%%

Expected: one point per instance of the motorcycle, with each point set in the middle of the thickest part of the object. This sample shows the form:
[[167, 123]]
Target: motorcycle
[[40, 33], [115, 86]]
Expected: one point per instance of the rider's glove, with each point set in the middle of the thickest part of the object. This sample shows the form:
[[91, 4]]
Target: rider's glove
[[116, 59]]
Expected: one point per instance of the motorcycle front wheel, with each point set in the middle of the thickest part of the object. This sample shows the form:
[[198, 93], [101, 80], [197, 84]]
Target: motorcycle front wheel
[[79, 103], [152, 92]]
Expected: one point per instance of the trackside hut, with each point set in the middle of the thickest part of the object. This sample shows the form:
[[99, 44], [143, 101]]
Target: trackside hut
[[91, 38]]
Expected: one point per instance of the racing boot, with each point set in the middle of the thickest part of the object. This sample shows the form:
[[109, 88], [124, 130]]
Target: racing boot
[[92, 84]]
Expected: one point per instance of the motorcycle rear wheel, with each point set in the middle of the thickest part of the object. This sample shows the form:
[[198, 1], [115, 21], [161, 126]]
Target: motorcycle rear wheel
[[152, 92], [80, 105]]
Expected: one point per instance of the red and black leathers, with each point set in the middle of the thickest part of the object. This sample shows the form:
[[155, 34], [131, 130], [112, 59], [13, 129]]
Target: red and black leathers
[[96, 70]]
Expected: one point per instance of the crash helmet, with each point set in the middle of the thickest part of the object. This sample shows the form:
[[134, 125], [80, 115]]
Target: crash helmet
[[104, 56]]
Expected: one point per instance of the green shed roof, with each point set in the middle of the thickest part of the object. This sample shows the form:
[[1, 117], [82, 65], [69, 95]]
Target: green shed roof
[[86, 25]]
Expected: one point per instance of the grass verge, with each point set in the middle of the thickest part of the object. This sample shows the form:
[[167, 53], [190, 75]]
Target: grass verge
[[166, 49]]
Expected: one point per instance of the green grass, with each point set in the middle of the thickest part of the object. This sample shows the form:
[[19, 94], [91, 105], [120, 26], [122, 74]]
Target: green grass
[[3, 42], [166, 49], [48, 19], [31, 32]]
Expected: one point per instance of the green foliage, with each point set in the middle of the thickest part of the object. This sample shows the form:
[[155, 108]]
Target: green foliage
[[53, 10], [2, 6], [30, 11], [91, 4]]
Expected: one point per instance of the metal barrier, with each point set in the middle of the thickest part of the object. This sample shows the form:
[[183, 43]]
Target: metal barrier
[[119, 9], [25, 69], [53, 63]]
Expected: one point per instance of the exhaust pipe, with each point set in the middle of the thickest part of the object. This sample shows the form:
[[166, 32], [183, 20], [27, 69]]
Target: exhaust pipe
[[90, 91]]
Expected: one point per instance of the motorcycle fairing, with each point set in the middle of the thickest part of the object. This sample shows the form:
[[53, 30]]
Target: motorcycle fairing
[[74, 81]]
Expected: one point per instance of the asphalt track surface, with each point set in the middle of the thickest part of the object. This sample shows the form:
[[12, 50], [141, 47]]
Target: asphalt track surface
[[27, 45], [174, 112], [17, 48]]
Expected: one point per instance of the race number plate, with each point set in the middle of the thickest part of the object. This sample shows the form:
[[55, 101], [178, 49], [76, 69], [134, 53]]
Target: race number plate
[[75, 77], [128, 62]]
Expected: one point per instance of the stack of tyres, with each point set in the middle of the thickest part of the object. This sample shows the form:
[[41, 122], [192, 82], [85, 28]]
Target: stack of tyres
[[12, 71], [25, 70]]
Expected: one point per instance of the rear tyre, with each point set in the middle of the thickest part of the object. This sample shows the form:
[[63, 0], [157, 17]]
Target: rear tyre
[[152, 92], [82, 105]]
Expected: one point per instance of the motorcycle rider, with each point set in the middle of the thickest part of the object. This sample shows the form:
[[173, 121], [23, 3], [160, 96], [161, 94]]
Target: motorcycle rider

%%

▶ [WHAT NEEDS TO BE DONE]: Repeat the whole listing exactly, keeping every line intact.

▶ [FINAL ANSWER]:
Expected: one point per instance of the motorcycle, with each point set in the middle of the thickest part of the object. This sample shows the form:
[[167, 123]]
Target: motorcycle
[[40, 33], [115, 86]]
Expected: one point per instance of the rider's glove, with each point set in the middle of the thickest part of the object. This sample shows the form:
[[91, 4]]
Target: rider's glove
[[116, 59]]
Expected: one point per instance of the motorcycle front wheel, with each point set in the middle of the thickest part of the object. This sample shows the form:
[[198, 93], [101, 80], [197, 84]]
Target: motorcycle front wheel
[[79, 103], [152, 92]]
Expected: one point per instance of the trackside hut, with each point set in the middle of the thickest part of the object. This sample shows the form:
[[99, 44], [143, 101]]
Target: trackside hut
[[91, 38]]
Expected: one point per instance of the racing boot, with each point set in the middle of the thickest part of the object. This sample shows the form:
[[109, 88], [124, 130]]
Target: racing boot
[[92, 84]]
Expected: one point per instance of the motorcycle rear wheel, with each point set in the middle of the thickest part of the object. This sample shows the form:
[[198, 1], [115, 21], [161, 126]]
Target: motorcycle rear wheel
[[152, 92], [80, 105]]
Expected: one point per instance of the red and black leathers, with each point set in the middle of the thickest part of the object. This sample shows the form:
[[155, 34], [131, 130], [112, 59], [13, 129]]
Target: red and black leathers
[[96, 70]]
Expected: one point per instance of the crash helmet, with each point set in the middle of the thickest part of the object. This sample shows the form:
[[134, 125], [80, 115]]
Target: crash helmet
[[104, 56]]
Expected: one point per instance of the green shed roof, with each point set in the middle of the thickest part of the object. This sample shows the form:
[[1, 117], [82, 65], [69, 95]]
Target: green shed roof
[[86, 25]]
Expected: one point per instance of the grass verge, with each point set in the middle of the thickest part of the object. This sample shows the form:
[[167, 53], [190, 75]]
Target: grass verge
[[166, 49]]
Expected: one point per instance of the green grass, with each point set in the middle of the thickest part of the object. This sample shows the form:
[[19, 94], [91, 105], [120, 26], [122, 74]]
Target: green grass
[[3, 42], [166, 49], [48, 19], [31, 32]]
Expected: one point per instance of the green foliage, with each point set in the middle of the thickest part of the object. This sample shows the form:
[[155, 108]]
Target: green foliage
[[53, 10], [2, 6], [30, 11], [91, 4]]
Expected: one point per instance of the metal barrier, with each point set in the middle of the thickest part of the object. This sample shows the form:
[[183, 43]]
Target: metal barrier
[[119, 9], [25, 69], [53, 63]]
Expected: one point per instance of the exhaust pipe, with each point set in the middle of the thickest part of the object. This sample shows the form:
[[166, 32], [183, 20], [27, 69]]
Target: exhaust pipe
[[90, 91]]
Expected: one point per instance of the motorcycle fairing, with each point set in the middle of the thickest part of the object. This sample shows the form:
[[53, 30]]
Target: motorcycle fairing
[[74, 81]]
Expected: one point per instance of the asphalt track surface, with each point set in the middle of the thickest part of the object. This sample shows the form:
[[12, 50], [141, 47]]
Target: asphalt track surface
[[27, 45], [174, 112], [17, 48]]
Expected: one point per instance of the race number plate, with each point set in the middle of the thickest part of the object. This sample shows the form:
[[55, 101], [178, 49], [76, 69], [134, 53]]
Target: race number plate
[[75, 77], [128, 62]]
Expected: one point per instance of the stack of tyres, with each point set in the middle of the thickest part of the object. This sample shows the form:
[[41, 122], [192, 82], [85, 28]]
Target: stack of tyres
[[12, 71], [25, 70]]
Expected: one point per instance of the rear tyre, with each point set in the middle of the thickest part of the object. This sample shows the form:
[[63, 0], [157, 17]]
Target: rear tyre
[[152, 92], [82, 105]]
Expected: one point per instance of the motorcycle rider, with each point set in the middle of the thickest part of the object. This sample shows the form:
[[173, 121], [23, 3], [160, 96], [161, 94]]
Target: motorcycle rider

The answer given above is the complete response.